**Brano di testo**
:::::
Il tribunale civile di Roma ha riconosciuto lo status di rifugiato a Mohamed Dihani, l’attivista sahrawi per i diritti umani perseguitato dal regime marocchino.
La sentenza, depositata il 16 settembre, è importante per diversi aspetti. Respinge il diniego all’asilo pronunciato dalla Commissione territoriale per la protezione internazionale di Roma nel maggio dello scorso anno, con un esame della situazione sia personale che politica nella quale Mohamed Dihani ha per decenni vissuto, fin dalla sua infanzia.
Il tribunale, presso cui aveva testimoniato l’ultima volta in luglio, ha così confermato che il Marocco non è un paese sicuro nel quale Mohamed possa tornare a vivere.
La vicenda peraltro non può dirsi del tutto conclusa poiché l‘avvocatura dello stato ha 30 giorni per presentare ricorso in Cassazione, tuttavia la sentenza getta finalmente luce su tutta la vicenda di Mohamed Dihani.
Denunce credibili
Il primo e decisivo aspetto è che il tribunale riconosce come “interamente credibili” le denunce che l’uomo ha fatto in questi anni circa la persecuzione e la repressione subita durante il suo soggiorno in Marocco.
Le dichiarazioni di Dihani oltre a essere coerenti e suffragate da prove, hanno trovato riscontro – secondo il tribunale – nelle relazioni risultanti da indagini indipendenti condotte da autorevoli organizzazioni internazionali.
Perseguitato a vita
Mohamed è nato nel 1986 a El Aiun, capitale del Sahara Occidentale, oggi territorio parzialmente occupato dal Marocco. Già da bambino, all’età di 9 anni, aveva subito soprusi, un arresto e “attenzioni” da parte della polizia di occupazione.
Per questi motivi viene in Italia presso parenti, fino al 2008, quando rientra per vedere la famiglia. A partire da questo momento Mohamed, che non smette la sua militanza a favore del popolo sahrawi, subisce la repressione poliziesca.
Viene sequestrato, torturato, scompare per sei mesi, poi viene condannato per “terrorismo” e incarcerato. Del suo caso si occupa anche l’ONU, con il Gruppo di lavoro sulle detenzioni arbitrarie, che chiede la revisione del processo. Dopo quattro anni di isolamento viene liberato nel novembre 2015, ma continuamente sorvegliato.
:::::
Voci memorizzate:
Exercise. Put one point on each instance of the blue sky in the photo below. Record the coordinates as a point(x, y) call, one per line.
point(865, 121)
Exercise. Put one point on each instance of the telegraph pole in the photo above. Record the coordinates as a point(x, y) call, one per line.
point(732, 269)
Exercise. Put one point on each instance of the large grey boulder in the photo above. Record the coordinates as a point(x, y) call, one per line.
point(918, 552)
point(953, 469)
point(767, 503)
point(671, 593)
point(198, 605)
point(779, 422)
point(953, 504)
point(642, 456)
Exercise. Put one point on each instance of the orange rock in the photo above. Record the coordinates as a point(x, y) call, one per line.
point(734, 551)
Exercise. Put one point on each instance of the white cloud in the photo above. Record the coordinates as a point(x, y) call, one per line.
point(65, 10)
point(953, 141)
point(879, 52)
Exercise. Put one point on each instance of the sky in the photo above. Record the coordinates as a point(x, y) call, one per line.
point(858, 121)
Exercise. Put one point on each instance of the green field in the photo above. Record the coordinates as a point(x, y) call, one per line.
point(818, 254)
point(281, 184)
:::::
**Consegne**
A: Indica se le affermazioni (i), (ii) e (iii) concordano con l'articolo su Mohamed Dihani, rispondendo sì o no e citando le parole decisive del testo: (i) la sentenza è stata depositata il 16 settembre; (ii) Mohamed Dihani è nato a El Aiun nel 1990; (iii) l'avvocatura dello stato ha 60 giorni per ricorrere in Cassazione.
B: Prosegui l'articolo su Mohamed Dihani a partire dalla sua ultima frase.
Le righe registrate non servono a questo scopo.

**Risposte**
A:
(i) Sì: "La sentenza, depositata il 16 settembre".
(ii) No: "Mohamed è nato nel 1986 a El Aiun".
(iii) No: "ha 30 giorni per presentare ricorso in Cassazione".

B:
Mohamed cerca di tornare in Italia, ma l’Italia gli rifiuta il visto. Con l’Aiuto di Amnesty International, che da anni si occupa del suo caso, si trasferisce nel 2019 in Tunisia, che tuttavia gli rifiuta il permesso di soggiorno e gli intima di non fare attività contro il Marocco, che ne chiedeva l’estradizione.
Intanto ricorre, con l’assistenza di Amnesty International, al tribunale di Roma per ottenere l’autorizzazione ad entrare in Italia per presentare la domanda d’asilo poiché la Tunisia non è più un paese sicuro per lui.
Per due volte, nel maggio e luglio 2022, il tribunale intima al ministero degli Esteri di concedere il visto che gli consente finalmente nel luglio dello stesso anno di entrare in Italia, di presentare la domanda d’asilo ed essere ascoltato dalla Commissione per il riconoscimento della protezione internazionale.
Espulsione improponibile
Il secondo aspetto importante è che la sentenza meritevolmente ricostruisce il clima di repressione che circonda qualunque attività per la difesa dei diritti umani e l’autodeterminazione del Sahara Occidentale, citando diversi casi oltre quello di Mohamed Dihani.
Si tratta di “una violazione gravissima dei diritti umani fondamentali” che si può qualificare come atti di persecuzione per i quali è previsto l’asilo da parte della Convenzione di Ginevra del 1951 sui rifugiati, ratificata dall’Italia.
Poiché questo contesto è continuato anche dopo l’arrivo di Mohamed in Italia, la sua espulsione verso il Marocco diventa improponibile, pena il rischio di subire violazioni gravissime dei diritti umani fondamentali.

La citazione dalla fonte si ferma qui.